**Goal of the exercise**.
Render every line of the records below as an entry in a numbered list, skipping any blank lines.

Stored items
— Begin —

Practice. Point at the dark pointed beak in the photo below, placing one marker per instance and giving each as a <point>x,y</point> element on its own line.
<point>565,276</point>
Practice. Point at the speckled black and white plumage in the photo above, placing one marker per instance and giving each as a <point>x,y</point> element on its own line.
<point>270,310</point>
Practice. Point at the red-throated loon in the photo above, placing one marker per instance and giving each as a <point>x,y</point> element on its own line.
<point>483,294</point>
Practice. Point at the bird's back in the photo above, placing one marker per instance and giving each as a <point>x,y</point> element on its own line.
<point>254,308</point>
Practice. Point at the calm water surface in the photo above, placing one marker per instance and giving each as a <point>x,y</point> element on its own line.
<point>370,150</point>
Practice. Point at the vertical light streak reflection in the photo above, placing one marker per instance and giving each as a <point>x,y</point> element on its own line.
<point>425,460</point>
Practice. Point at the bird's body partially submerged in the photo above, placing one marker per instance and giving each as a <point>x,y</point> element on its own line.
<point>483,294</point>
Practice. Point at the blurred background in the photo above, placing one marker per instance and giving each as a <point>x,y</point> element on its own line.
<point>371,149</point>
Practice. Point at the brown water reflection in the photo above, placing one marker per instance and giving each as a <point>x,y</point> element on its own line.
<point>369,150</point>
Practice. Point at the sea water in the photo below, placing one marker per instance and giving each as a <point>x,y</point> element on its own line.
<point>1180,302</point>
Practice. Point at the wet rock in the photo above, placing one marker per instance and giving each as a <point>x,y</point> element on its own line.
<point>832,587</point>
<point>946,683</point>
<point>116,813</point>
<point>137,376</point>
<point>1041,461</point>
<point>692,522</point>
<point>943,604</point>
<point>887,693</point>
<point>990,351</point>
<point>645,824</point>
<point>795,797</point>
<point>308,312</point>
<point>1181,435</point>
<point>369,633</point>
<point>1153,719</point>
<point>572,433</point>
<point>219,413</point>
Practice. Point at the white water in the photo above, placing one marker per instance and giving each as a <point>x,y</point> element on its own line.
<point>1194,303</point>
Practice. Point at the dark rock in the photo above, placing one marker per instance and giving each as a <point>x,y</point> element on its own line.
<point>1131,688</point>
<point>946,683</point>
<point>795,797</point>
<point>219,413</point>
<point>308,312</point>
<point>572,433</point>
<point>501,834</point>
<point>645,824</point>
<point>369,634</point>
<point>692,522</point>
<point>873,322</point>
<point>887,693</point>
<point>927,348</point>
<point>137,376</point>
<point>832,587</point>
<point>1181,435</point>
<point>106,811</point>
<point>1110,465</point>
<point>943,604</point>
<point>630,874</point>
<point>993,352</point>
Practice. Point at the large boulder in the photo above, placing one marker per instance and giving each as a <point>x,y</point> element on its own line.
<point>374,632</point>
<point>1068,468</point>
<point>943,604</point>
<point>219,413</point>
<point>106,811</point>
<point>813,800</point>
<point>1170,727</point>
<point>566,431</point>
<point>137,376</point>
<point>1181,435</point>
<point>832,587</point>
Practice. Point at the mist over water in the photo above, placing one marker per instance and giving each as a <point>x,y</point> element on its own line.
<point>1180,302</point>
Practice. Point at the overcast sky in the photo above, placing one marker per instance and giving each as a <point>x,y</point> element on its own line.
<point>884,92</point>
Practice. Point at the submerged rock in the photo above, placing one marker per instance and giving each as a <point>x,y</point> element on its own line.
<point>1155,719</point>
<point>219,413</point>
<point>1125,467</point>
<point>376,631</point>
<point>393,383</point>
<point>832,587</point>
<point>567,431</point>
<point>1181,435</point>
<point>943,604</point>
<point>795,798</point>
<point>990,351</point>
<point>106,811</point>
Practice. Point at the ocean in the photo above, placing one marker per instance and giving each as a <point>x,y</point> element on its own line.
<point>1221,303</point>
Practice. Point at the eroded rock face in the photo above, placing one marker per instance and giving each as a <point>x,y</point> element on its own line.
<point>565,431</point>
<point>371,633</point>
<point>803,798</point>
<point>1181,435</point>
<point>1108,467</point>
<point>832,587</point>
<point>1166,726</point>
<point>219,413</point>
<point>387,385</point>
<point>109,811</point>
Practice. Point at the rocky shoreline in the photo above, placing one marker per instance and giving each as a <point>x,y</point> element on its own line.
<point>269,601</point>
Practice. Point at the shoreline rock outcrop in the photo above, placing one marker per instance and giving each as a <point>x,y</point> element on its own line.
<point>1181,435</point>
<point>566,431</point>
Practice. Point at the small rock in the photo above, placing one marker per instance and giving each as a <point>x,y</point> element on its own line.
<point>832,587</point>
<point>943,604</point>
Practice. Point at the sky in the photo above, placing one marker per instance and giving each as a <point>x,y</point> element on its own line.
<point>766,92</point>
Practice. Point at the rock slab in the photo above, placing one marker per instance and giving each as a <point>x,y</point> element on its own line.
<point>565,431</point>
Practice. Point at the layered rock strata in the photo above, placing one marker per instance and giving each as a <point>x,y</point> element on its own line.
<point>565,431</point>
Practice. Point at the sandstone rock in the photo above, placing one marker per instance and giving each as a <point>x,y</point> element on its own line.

— End —

**The solution**.
1. Practice. Point at the dark pointed beak in the photo below, placing one marker per instance and giving each as a <point>x,y</point> element on its own line.
2. <point>565,276</point>
3. Practice. Point at the speckled black and white plumage in the photo above, placing one marker per instance and giving each as a <point>x,y</point> element on its own line.
4. <point>270,310</point>
5. Practice. Point at the red-throated loon in the photo above, placing one marker per instance and giving each as a <point>x,y</point> element on its own line.
6. <point>483,294</point>
7. Practice. Point at the bird's back in the photo above, placing one marker per instance and giving each as a <point>x,y</point> element on its own line.
8. <point>254,308</point>
9. Practice. Point at the calm water surface in the photo above, placing one marker per instance and giving each as a <point>x,y</point> element on its own line.
10. <point>370,150</point>
11. Practice. Point at the vertical light streak reflection in the photo above, placing one marker per instance and giving each as a <point>x,y</point> element on its own line.
12. <point>425,460</point>
13. Practice. Point at the bird's body partially submerged in the photo above, placing one marker per instance and giving each as a <point>x,y</point> element on its own line.
14. <point>483,294</point>
15. Practice. Point at the blurred background in the photo above, placing one marker per instance and giving each as a <point>x,y</point> element on its own line.
16. <point>371,149</point>
17. Practice. Point at the brown water reflection in the photo above, placing one marker per instance and giving each as a <point>x,y</point> element on its own line.
18. <point>369,150</point>
19. Practice. Point at the sea water in the photo below, placing one marker per instance and giving each as a <point>x,y</point> element on its own line.
20. <point>1180,302</point>
21. Practice. Point at the wet rock in the photo above, placing one marker per instance and giving each as a <point>x,y</point> element on its own line.
22. <point>832,587</point>
23. <point>946,683</point>
24. <point>116,813</point>
25. <point>137,376</point>
26. <point>1041,461</point>
27. <point>692,522</point>
28. <point>943,604</point>
29. <point>887,693</point>
30. <point>990,351</point>
31. <point>645,824</point>
32. <point>795,797</point>
33. <point>308,312</point>
34. <point>1181,435</point>
35. <point>369,633</point>
36. <point>1153,719</point>
37. <point>572,433</point>
38. <point>219,413</point>
39. Practice. Point at the white water in the photo above, placing one marker per instance and giving each as a <point>x,y</point> element on its own line.
40. <point>1194,303</point>
41. Practice. Point at the dark rock in the photo above, placing one marker per instance and giving each as a <point>x,y</point> element on its own line.
42. <point>1131,688</point>
43. <point>946,683</point>
44. <point>795,797</point>
45. <point>219,413</point>
46. <point>308,312</point>
47. <point>572,433</point>
48. <point>501,834</point>
49. <point>645,824</point>
50. <point>369,634</point>
51. <point>692,522</point>
52. <point>873,322</point>
53. <point>887,693</point>
54. <point>927,348</point>
55. <point>137,376</point>
56. <point>832,587</point>
57. <point>1181,435</point>
58. <point>106,811</point>
59. <point>1110,465</point>
60. <point>943,604</point>
61. <point>630,874</point>
62. <point>993,352</point>
63. Practice. Point at the large boulder in the photo above, placing one marker per instance and giving each as a <point>x,y</point> element on its own line.
64. <point>374,632</point>
65. <point>1068,468</point>
66. <point>943,604</point>
67. <point>219,413</point>
68. <point>106,811</point>
69. <point>813,800</point>
70. <point>1170,727</point>
71. <point>566,431</point>
72. <point>137,376</point>
73. <point>1181,435</point>
74. <point>832,587</point>
75. Practice. Point at the mist over water in the photo above, placing one marker per instance and giving each as a <point>x,y</point> element on its own line.
76. <point>1180,302</point>
77. Practice. Point at the overcast sky in the photo above, placing one marker per instance and giving each as a <point>x,y</point> element on its own line.
78. <point>884,92</point>
79. Practice. Point at the submerged rock in the photo above, placing one marker per instance and giving each as a <point>x,y</point> element on its own line.
80. <point>1155,719</point>
81. <point>219,413</point>
82. <point>1125,467</point>
83. <point>376,631</point>
84. <point>393,383</point>
85. <point>832,587</point>
86. <point>567,431</point>
87. <point>1181,435</point>
88. <point>943,604</point>
89. <point>795,798</point>
90. <point>990,351</point>
91. <point>106,811</point>
92. Practice. Point at the ocean in the photo above, placing one marker per instance and giving each as a <point>x,y</point> element on its own line.
93. <point>1221,303</point>
94. Practice. Point at the eroded rock face in the photo above, placing one marker per instance and giving each as a <point>x,y</point> element on its own line.
95. <point>565,431</point>
96. <point>371,633</point>
97. <point>803,798</point>
98. <point>1181,435</point>
99. <point>1108,467</point>
100. <point>832,587</point>
101. <point>1166,726</point>
102. <point>219,413</point>
103. <point>387,385</point>
104. <point>109,811</point>
105. Practice. Point at the rocky shoreline in the photo above, placing one marker per instance and giving each as a <point>x,y</point> element on its own line.
106. <point>269,601</point>
107. Practice. Point at the shoreline rock outcrop in the photo above, placing one marker per instance and giving each as a <point>x,y</point> element on its own line.
108. <point>1181,435</point>
109. <point>566,431</point>
110. Practice. Point at the small rock in the photo above, placing one marker per instance and giving each as a <point>x,y</point> element on its own line.
111. <point>832,587</point>
112. <point>943,604</point>
113. Practice. Point at the sky in the photo above, placing one marker per instance and giving each as a <point>x,y</point> element on its own line.
114. <point>766,92</point>
115. Practice. Point at the rock slab in the photo above, placing one marker per instance and giving each as a <point>x,y</point> element on its own line.
116. <point>565,431</point>
117. Practice. Point at the layered rock strata in the photo above, placing one marker per instance and giving each as a <point>x,y</point> element on its own line.
118. <point>565,431</point>
119. Practice. Point at the sandstone rock in the photo above, placing one marker per instance and giving each as a <point>x,y</point> element on its own line.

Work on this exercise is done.